Gemalte Hühnerlegende

Heiligenkult um Jakobus beschert Rothenburg zusätzliche Aufmerksamkeit

ROTHENBURG – Rothenburg kann mit seinen Pfunden Kultur, Geschichte und Architektur wuchern. Die überragende Stellung der Jakobskirche beschert der Stadt enorme Aufmerksamkeit, die ein internationales Publikum anzieht. Der Sakralbau mit seinen Kunstwerken begeis­tert Denkmalschützer und Kunsthistoriker. Aktuell sorgt das prominente Beispiel der gemalten Hühnerlegende auf der Rückseite des Zwölf-Boten-Altars für Schlagzeilen.

Mit Gemälden, Skulpturen und Wappen wurden Geschichten verherrlicht, wie das Pilgerwunder des Heiligen Jakobus. Das auflagenstarke Magazin für Denkmalkultur in Deutschland „Monumente“ erläutert in der Oktober-Ausgabe anhand mehrerer Beispiele das in der Kunst beliebte Motiv von der Hühnerlegende in den Jakobus geweihten Kirchen, wie es auch am Hauptaltar des Rothenburger Gotteshauses zu finden ist. Friedrich Herlin schuf 1466 den Zwölf-Boten-Altar für die Wallfahrerkirche St. Jakob und malte auf den Rückseiten der Flügel einen Jakobus-Zyklus, der das Galgenwunder detailreich über fünf Tafeln ausbreitet.

Auf den Rückseiten der Altarflügel hat Friedrich Herlin das Galgenwunder ausgebreitet.        Fotos: Schäfer

Auf den Rückseiten der Altarflügel hat Friedrich Herlin das Galgenwunder ausgebreitet. Fotos: Schäfer

Eine Abbildung zeigt die Rückkehr der Pilger aus Santiago de Compostela, nun ausgewiesen durch die Jakobsmuschel. Im Hintergrund hängt der Sohn lebend am Galgen. Bei der folgenden Konfrontation des Wirtes mit dem Richter ereignet sich das Hühnerwunder. In verschiedenen Varianten fand die Legende weite Verbreitung. Mal fliegen die Brathähnchen vom Teller des Richters, mal vom Spieß in der Küche des Wirts.

Während sich die Begebenheit zuerst in Toulouse abgespielt haben sollte, wie Bettina Vaupel in dem Beitrag schreibt, wurde sie schließlich in Santo Domingo de la Calzada angesiedelt. Das Wunder des gehängten deutschen Pilgers ging in die Volksliteratur der europäischen Länder ein. Die Hühnerlegende wird auf Wandmalereien, Glasfenstern oder Altarbildern gezeigt. Die Wundererzählungen von den fliegenden Brathähnchen gelten als eine der bekanntesten Legenden, die mit dem Pilgervater Jakobus verbunden sind und seit dem 12. Jahrhundert schriftlich belegt ist.

**Ausgangsmaterial**.
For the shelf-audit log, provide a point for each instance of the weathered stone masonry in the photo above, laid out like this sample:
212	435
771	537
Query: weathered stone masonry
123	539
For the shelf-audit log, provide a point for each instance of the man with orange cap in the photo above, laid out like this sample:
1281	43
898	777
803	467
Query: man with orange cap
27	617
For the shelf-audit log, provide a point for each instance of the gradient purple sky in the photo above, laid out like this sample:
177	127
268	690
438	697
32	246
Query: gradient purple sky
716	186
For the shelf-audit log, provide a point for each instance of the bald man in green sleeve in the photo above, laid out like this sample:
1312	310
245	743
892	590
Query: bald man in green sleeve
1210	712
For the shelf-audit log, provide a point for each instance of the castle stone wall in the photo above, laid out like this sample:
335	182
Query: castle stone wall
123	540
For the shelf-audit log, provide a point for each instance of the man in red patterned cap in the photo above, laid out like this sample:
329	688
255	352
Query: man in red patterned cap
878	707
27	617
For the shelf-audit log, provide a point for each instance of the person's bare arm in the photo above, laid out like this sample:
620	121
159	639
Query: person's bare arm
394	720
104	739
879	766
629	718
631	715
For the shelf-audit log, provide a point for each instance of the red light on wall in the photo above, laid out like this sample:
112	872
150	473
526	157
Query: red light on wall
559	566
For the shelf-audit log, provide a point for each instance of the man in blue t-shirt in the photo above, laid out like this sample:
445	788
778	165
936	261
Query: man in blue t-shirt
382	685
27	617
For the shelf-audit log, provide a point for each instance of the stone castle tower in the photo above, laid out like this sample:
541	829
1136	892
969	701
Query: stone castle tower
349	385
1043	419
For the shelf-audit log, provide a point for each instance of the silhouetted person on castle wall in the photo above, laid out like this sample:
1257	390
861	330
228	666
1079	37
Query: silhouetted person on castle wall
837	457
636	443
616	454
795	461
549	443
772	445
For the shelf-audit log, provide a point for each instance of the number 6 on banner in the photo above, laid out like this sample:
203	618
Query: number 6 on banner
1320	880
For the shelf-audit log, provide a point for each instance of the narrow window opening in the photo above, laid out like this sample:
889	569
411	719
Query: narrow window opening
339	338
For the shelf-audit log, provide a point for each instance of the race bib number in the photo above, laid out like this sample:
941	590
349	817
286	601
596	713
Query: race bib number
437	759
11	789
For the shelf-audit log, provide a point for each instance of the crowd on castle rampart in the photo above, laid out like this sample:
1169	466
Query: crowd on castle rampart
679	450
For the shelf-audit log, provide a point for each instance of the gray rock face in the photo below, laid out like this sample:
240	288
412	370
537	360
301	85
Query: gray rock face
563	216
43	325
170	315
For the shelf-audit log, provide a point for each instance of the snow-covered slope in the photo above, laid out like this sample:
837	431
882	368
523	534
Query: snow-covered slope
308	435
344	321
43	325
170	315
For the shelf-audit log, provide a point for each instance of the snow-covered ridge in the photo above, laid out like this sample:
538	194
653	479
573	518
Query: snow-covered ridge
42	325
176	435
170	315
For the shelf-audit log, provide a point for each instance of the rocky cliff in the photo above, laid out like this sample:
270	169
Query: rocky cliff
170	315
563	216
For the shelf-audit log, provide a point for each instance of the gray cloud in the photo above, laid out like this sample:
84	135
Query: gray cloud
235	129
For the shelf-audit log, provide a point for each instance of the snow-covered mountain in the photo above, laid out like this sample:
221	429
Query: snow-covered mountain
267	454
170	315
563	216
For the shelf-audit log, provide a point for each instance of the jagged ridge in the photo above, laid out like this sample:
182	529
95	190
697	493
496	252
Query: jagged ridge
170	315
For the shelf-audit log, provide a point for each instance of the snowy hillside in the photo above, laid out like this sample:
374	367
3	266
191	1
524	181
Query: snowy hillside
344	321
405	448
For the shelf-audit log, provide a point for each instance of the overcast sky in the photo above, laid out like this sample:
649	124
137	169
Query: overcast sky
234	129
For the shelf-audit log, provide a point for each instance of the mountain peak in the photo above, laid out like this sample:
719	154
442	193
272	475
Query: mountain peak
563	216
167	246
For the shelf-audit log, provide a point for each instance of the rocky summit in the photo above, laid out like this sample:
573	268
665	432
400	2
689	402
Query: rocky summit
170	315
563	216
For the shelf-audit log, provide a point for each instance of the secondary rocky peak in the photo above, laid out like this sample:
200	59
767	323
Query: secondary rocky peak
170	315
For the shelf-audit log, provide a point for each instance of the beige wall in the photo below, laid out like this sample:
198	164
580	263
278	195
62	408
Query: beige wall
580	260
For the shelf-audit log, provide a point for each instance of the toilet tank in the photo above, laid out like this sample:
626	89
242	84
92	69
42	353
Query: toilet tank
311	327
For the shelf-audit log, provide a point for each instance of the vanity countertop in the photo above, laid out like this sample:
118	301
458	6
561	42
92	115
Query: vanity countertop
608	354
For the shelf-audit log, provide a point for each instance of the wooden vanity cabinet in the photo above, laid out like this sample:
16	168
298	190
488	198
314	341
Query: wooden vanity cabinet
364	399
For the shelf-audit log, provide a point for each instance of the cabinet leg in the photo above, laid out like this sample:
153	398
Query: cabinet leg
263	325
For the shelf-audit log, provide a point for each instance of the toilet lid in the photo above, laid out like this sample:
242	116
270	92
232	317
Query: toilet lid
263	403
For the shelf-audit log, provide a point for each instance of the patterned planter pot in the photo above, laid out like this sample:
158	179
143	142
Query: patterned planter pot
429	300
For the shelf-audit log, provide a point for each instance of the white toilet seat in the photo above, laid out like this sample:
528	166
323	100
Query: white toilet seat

**Aufgaben**.
1. Über wie viele Tafeln breitet Friedrich Herlin laut dem Textauszug das Galgenwunder auf den Rückseiten der Altarflügel aus?
2. Schreiben Sie aus der Auflistung die Zeilen unverändert ab. Beginnen Sie mit der Zeile, die „of the patterned“ enthält, und gehen Sie bis zum Ende der Auflistung, beide Enden eingeschlossen.

**Antworten je Aufgabe**.
1. Über fünf Tafeln.

2.
For the shelf-audit log, provide a point for each instance of the patterned planter pot in the photo above, laid out like this sample:
158	179
143	142
Query: patterned planter pot
429	300
For the shelf-audit log, provide a point for each instance of the white toilet seat in the photo above, laid out like this sample:
528	166
323	100
Query: white toilet seat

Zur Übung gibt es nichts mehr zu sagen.